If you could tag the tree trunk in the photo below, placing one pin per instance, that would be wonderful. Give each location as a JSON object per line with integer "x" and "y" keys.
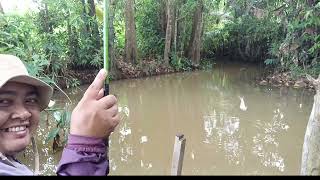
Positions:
{"x": 310, "y": 164}
{"x": 94, "y": 25}
{"x": 168, "y": 32}
{"x": 162, "y": 17}
{"x": 86, "y": 28}
{"x": 1, "y": 9}
{"x": 131, "y": 43}
{"x": 195, "y": 41}
{"x": 114, "y": 71}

> [ABOUT THIS TASK] Write out the whole listing exactly as it appears, and omit the pictures.

> [REPLY TO THE EXERCISE]
If you could tag the tree trunk in the photo below, placing one pin per instance, that would be wonderful. Give each location as a JSON object per line with integer "x" and "y" keys.
Positions:
{"x": 310, "y": 164}
{"x": 94, "y": 25}
{"x": 168, "y": 32}
{"x": 162, "y": 17}
{"x": 86, "y": 28}
{"x": 1, "y": 9}
{"x": 131, "y": 43}
{"x": 195, "y": 41}
{"x": 114, "y": 71}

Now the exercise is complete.